===== Input material

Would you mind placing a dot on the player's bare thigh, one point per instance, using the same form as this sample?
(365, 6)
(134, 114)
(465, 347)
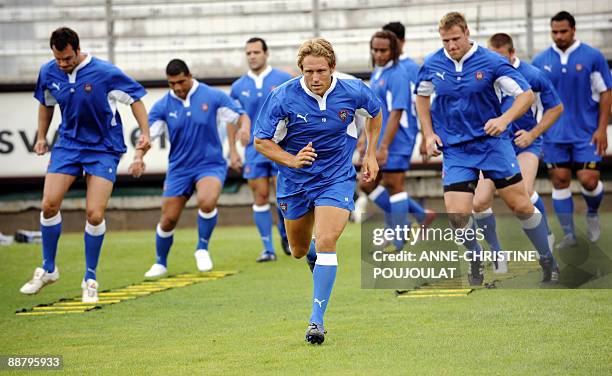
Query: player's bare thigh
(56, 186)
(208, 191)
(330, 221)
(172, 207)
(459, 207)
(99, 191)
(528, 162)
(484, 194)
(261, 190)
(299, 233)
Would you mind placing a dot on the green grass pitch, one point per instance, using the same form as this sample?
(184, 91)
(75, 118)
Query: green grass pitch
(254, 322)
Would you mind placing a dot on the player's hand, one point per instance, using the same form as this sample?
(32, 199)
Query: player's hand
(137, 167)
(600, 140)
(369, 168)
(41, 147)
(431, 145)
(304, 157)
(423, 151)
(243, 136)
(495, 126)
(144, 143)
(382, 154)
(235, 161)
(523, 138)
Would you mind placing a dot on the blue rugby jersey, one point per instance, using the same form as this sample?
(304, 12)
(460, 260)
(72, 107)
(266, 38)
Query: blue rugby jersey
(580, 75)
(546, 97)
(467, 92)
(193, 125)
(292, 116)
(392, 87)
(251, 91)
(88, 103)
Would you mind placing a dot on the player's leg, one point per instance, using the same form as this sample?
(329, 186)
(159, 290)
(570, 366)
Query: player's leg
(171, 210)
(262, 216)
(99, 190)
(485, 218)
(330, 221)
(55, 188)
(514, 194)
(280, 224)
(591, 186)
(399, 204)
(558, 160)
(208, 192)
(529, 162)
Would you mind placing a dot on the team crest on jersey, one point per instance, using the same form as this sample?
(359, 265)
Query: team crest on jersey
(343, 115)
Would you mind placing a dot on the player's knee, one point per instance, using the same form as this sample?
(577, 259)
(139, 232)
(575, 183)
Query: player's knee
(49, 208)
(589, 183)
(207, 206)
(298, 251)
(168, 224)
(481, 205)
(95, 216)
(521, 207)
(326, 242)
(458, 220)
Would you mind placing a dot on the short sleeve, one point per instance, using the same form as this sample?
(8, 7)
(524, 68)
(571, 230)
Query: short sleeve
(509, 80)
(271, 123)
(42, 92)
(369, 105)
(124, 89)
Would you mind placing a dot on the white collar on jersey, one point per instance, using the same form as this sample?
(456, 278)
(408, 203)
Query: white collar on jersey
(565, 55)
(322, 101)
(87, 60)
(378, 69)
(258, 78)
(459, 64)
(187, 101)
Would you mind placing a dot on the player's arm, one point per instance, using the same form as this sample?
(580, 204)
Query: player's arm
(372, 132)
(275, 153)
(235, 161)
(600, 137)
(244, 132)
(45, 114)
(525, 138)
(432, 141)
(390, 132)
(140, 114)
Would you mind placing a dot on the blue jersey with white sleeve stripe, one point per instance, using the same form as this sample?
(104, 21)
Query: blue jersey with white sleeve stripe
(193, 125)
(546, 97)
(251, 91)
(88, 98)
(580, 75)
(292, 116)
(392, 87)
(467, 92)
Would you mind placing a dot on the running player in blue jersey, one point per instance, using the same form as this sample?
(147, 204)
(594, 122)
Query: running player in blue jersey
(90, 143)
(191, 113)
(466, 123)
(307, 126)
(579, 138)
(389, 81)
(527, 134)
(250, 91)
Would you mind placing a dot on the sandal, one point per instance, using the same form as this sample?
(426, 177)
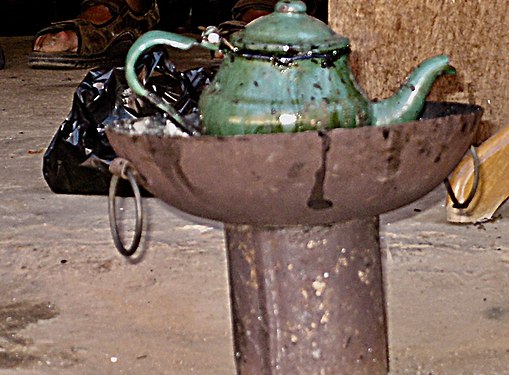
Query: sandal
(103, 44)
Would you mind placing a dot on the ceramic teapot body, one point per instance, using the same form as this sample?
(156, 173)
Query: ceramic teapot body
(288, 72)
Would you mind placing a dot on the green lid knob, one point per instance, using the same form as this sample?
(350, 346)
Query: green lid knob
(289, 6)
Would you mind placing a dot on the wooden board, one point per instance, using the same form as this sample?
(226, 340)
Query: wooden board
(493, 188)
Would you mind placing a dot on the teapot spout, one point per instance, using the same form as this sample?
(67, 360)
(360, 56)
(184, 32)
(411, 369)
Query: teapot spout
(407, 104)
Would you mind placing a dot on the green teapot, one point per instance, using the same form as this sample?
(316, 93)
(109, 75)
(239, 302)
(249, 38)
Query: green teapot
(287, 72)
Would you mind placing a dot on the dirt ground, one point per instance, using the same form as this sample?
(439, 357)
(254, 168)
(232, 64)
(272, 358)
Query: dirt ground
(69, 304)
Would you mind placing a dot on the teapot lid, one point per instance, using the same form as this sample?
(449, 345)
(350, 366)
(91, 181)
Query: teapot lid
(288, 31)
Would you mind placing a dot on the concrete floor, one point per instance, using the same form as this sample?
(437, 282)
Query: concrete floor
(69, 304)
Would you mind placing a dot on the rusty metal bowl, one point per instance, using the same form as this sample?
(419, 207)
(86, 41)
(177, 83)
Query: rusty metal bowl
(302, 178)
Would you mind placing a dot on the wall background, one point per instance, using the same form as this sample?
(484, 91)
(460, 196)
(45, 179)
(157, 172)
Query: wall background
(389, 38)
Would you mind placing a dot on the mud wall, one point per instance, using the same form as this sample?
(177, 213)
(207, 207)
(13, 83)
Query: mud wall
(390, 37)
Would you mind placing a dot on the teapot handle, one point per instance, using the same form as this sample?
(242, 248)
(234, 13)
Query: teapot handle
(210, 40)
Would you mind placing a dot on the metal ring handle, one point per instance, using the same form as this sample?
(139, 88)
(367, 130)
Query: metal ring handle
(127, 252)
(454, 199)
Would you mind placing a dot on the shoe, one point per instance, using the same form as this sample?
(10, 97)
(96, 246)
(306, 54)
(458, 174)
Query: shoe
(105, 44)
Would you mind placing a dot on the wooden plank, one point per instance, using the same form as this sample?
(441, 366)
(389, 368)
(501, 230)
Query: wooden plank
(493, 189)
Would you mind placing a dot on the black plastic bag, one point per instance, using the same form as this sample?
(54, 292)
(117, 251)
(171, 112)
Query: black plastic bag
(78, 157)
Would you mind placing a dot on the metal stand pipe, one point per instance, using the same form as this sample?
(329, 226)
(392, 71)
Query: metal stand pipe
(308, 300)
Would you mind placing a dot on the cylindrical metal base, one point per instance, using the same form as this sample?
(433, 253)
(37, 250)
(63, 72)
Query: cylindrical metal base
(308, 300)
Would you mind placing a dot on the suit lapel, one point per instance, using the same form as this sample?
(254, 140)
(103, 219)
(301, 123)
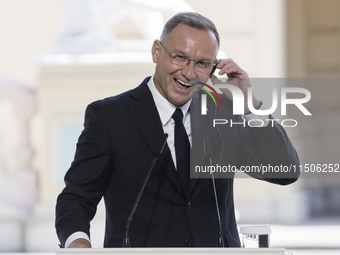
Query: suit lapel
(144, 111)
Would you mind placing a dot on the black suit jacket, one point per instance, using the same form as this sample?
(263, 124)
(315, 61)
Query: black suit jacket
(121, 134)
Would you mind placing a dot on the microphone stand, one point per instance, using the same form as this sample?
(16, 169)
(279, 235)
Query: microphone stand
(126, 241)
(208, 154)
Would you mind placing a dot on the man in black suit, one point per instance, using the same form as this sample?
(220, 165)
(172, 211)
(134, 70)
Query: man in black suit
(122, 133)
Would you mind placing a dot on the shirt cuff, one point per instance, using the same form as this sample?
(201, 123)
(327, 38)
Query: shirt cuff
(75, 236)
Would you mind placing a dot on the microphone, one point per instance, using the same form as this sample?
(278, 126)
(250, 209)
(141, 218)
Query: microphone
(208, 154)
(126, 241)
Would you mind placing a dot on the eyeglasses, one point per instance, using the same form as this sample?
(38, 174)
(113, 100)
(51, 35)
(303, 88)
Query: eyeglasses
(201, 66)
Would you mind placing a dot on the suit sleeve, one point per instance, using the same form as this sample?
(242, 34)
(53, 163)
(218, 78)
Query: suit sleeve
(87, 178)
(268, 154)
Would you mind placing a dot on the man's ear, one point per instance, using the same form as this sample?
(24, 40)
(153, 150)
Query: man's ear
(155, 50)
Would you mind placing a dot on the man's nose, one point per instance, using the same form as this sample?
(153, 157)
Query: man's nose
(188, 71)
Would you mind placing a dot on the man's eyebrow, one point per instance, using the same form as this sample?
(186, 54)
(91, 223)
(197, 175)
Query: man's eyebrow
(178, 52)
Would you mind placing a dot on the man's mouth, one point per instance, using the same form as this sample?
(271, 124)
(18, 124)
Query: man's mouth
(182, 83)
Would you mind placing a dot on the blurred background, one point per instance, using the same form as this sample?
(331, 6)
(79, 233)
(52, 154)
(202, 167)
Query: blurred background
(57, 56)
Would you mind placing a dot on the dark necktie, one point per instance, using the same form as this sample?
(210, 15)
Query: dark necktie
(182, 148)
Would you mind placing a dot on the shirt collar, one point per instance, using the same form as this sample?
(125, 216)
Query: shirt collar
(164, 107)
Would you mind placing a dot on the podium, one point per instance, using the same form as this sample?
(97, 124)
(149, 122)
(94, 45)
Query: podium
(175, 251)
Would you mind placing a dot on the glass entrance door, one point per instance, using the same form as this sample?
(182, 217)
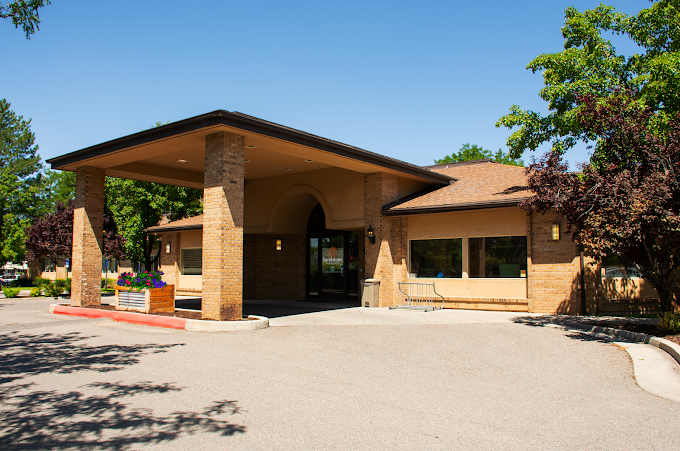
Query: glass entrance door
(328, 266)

==========

■ **Aim of the exercise**:
Only the lines above from the one with "Would you mind placing a dot on the metal stand" up to and including the one with "Would you mind placing a dot on the cylindrical" should be repeated, exactly as written.

■ **Task response**:
Would you mind placing a dot on the metal stand pipe, one point per instance, using the same form as this sample?
(329, 226)
(392, 71)
Query: metal stand pipe
(308, 300)
Would you mind placing a dot on the cylindrical metal base, one point per instance, using the same form as this sample?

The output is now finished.